Exercise directions >>
Which lines in the entries below contain the word "marble", with case counting? Identify each one and copy it out in full.

┄┄┄┄┄┄┄┄┄┄┄┄┄┄┄┄┄┄┄┄

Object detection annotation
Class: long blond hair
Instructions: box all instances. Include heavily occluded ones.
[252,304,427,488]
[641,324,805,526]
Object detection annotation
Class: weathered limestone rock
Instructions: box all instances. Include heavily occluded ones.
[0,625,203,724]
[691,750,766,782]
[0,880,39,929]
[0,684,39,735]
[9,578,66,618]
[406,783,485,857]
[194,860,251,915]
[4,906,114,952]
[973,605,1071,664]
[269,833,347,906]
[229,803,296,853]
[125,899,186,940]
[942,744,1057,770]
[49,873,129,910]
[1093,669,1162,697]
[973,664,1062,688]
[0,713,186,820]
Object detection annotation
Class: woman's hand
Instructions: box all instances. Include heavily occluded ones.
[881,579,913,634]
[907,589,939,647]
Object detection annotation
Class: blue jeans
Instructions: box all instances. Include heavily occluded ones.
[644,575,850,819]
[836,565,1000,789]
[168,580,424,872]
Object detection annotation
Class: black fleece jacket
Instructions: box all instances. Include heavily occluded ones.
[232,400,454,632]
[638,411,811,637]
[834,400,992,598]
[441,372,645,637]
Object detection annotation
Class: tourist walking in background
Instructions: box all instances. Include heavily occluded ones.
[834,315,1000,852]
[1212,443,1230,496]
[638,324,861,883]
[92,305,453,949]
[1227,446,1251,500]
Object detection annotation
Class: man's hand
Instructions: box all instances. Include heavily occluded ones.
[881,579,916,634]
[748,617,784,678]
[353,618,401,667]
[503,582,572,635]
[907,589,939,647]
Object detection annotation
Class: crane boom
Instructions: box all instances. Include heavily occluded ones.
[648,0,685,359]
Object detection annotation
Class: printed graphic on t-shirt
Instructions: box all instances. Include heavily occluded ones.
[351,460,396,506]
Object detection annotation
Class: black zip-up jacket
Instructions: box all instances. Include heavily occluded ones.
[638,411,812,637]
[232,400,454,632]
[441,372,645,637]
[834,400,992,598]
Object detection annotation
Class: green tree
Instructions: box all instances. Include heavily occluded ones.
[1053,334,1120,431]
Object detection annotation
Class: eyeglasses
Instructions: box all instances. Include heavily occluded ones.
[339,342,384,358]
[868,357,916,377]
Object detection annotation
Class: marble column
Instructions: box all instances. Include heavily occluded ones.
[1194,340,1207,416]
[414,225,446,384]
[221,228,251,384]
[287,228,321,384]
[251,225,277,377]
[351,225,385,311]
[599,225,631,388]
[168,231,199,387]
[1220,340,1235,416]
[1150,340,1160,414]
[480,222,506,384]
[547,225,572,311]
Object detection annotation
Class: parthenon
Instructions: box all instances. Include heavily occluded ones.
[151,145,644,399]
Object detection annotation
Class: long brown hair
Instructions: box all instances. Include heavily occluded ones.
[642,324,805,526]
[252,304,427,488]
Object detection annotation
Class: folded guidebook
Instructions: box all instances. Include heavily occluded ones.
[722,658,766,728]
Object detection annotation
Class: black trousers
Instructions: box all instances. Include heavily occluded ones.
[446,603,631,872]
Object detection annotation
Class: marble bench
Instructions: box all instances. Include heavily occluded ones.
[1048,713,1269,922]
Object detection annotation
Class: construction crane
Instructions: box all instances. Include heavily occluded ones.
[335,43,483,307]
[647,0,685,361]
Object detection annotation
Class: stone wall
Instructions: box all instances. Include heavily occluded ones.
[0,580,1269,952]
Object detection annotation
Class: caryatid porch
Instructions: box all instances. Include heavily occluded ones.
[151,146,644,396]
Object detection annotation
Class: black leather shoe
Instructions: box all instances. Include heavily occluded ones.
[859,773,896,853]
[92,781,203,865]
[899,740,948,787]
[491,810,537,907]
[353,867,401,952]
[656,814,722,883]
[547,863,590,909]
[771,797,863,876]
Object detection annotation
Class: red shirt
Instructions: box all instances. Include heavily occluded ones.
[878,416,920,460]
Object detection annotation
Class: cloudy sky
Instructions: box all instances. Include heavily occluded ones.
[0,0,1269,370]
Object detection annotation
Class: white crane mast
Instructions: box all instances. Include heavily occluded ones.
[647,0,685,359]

┄┄┄┄┄┄┄┄┄┄┄┄┄┄┄┄┄┄┄┄

Exercise answer >>
Class: marble column
Class: marble bench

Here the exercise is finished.